### Texte présenté
>>
Voilà un équipement, né dans la polémique et entouré de suspicion, qui sombre déjà sous les sarcasmes et les quolibets. La poésie du lieu, conçu par Marc Miram, semble totalement échapper à ses usagers et détracteurs, souvent les mêmes. L’architecte n’a fait pourtant que répondre au programme, en PPP. Grand projet visionnaire ou grand projet inutile ? Chroniques d’architecture y était.
C’est France Info qui a dégainé la première. La galère à la gare TGV Sud de France titrait la chaîne d’infos le 12 août. Avant d’en remettre une couche le 2 septembre – Voyage en plein train fantôme – et une autre le 6 septembre – Le fiasco de la nouvelle gare. Acharnement ?
Entre-temps, la presse nationale et régionale s’est lâchée à son tour : Une gare égarée (Le Canard Enchaîné 22/08), Un non-sens (La Tribune 04/09), Pourquoi la gare est boudée par ses habitants (LCI 04/09), Grand projet inutile (ses nombreux détracteurs dès le début), etc. D’ailleurs les Ecolos locaux, qui sont vent debout contre un projet à leurs yeux dispendieux souhaitent encore, dès le 23 août, que cette gare soit purement et simplement «fermée». Enfin 20 Minutes a testé le trajet de La gare fantôme à La Comédie. Compter une heure, autant de temps que Paris-Le Mans, 200 km.
<<
### Extrait des données
>>
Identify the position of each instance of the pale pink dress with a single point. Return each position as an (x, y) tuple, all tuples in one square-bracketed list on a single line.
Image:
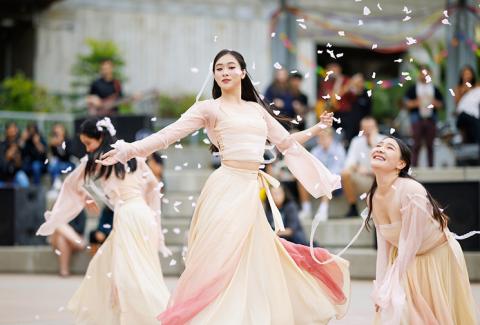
<<
### Travail demandé
(a) Citez, avec leur date, les trois titres de France Info mentionnés dans le texte présenté.
(b) D'après le texte présenté, pourquoi les écologistes locaux s'opposent-ils à la gare ? Répondez en une à trois phrases.
(c) Dans le texte présenté, reformulez sous forme de liste le paragraphe commençant par « Entre-temps, la presse nationale » en conservant ses faits essentiels.

### Résultats obtenus
(a)
- La galère à la gare TGV Sud de France (12 août)
- Voyage en plein train fantôme (2 septembre)
- Le fiasco de la nouvelle gare (6 septembre)

(b) Les écologistes locaux jugent le projet dispendieux. C'est pourquoi ils sont vent debout contre lui et souhaitent, dès le 23 août, que la gare soit purement et simplement fermée.

(c)
- La presse nationale et régionale critique à son tour la gare :
  - Le Canard Enchaîné (22/08) : « Une gare égarée »
  - La Tribune (04/09) : « Un non-sens »
  - LCI (04/09) : « Pourquoi la gare est boudée par ses habitants »
- Ses nombreux détracteurs la qualifient dès le début de « Grand projet inutile ».
- Les écologistes locaux, opposés à un projet qu'ils jugent dispendieux, demandent encore le 23 août sa fermeture.
- 20 Minutes a testé le trajet de la gare à La Comédie : il faut compter une heure, autant que pour Paris-Le Mans (200 km).